▶ [DESCRIÇÃO DA TAREFA]:
Com base no texto sobre a Directiva do Abuso de Mercado apresentado abaixo, responda a estas perguntas:
(a) Que medida é apresentada como uma das principais destinadas a prevenir o abuso de mercado?
(b) Em que plano se inseria a necessidade de maior coerência legislativa a que a Directiva procurou responder?
(c) Quantos níveis tem o esquema de regulamentação do processo Lamfalussy, e em qual deles se insere a Directiva?

As listas de iniciados surgem, neste contexto, como uma das principais medidas destinadas a prevenir o abuso de mercado5, com o fim último de proteger a sua integridade.

A Directiva do Abuso de Mercado

A Directiva do Abuso de Mercado visou, no essencial, dar resposta à necessidade de assegurar uma maior coerência da legislação relativa à prevenção e combate ao abuso de mercado, inserida no Plano de Acção para os Serviços Financeiros.

Da exposição de motivos constante dos seus Considerandos, destacam-se1 a necessidade de adoptar regras conjuntas para combater tanto o abuso de informação privilegiada como a manipulação de mercado, de molde a garantir a coerência do sistema 2, a necessidade de evitar lacunas legislativas que permitam a prática de actos injustificados e que afectem a confiança do público 3, a necessidade da divulgação rápida e leal da informação ao público e4 a imposição de uma maior transparência das transacções efectuadas pelas pessoas com responsabilidades de direcção nos emitentes e entidades com elas relacionadas.

Assinala-se também a novidade protagonizada pela Directiva do Abuso de Mercado no quadro normativo europeu, tendo sido pioneira na aplicação do procedimento legislativo comunitário comummente conhecido por processo Lamfalussy6, que consubstancia a existência de quatro níveis no esquema de regulamentação, a saber: os instrumentos jurídicos de nível 1 —entre os quais se insere a Directiva de Abuso de Mercado— que consagram os princípios e regras gerais do regime legal em causa; as normas de execução desses princípios (plasmadas em directivas e regulamentos), que concretizam o núcleo base das medidas de nível 2; as iniciativas de nível 3, destinadas a assegurar a uniformidade da transposição das disposições comunitárias para o direito interno dos Estados-Membros, envolvendo a cooperação das autoridades de supervisão nacionais entre si, os Estados-Membros e a Comissão Europeia, e a emissão de recomendações e pareceres pelas instâncias de cooperação supra-nacionais; e, por último, o nível 4, traduzido na vigilância e reforço, pela Comissão, da boa transposição e aplicação do Direito comunitário, a par da monitorização da eficácia do procedimento de regulamentação no seu conjunto.

▶ [DADOS FORNECIDOS]:
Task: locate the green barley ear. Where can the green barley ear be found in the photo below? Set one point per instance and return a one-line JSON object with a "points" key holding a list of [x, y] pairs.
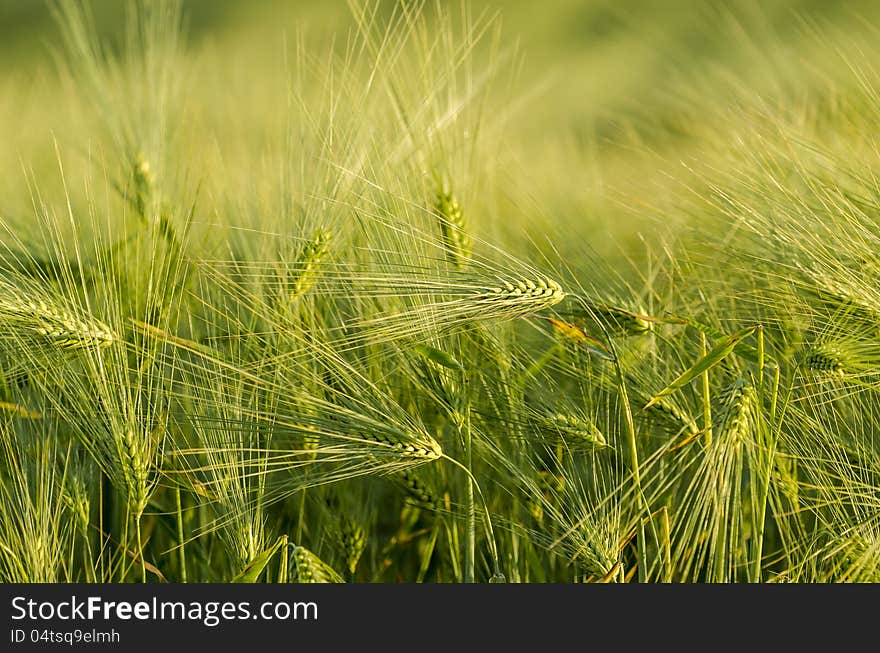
{"points": [[619, 321], [841, 357], [306, 567], [308, 263], [142, 182], [417, 492], [457, 243], [75, 496], [353, 542], [670, 410], [27, 315], [739, 406], [576, 431], [521, 298]]}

▶ [RESULTADO DA TAREFA]:
(a) As listas de iniciados.
(b) No Plano de Acção para os Serviços Financeiros.
(c) Quatro níveis; a Directiva insere-se no nível 1.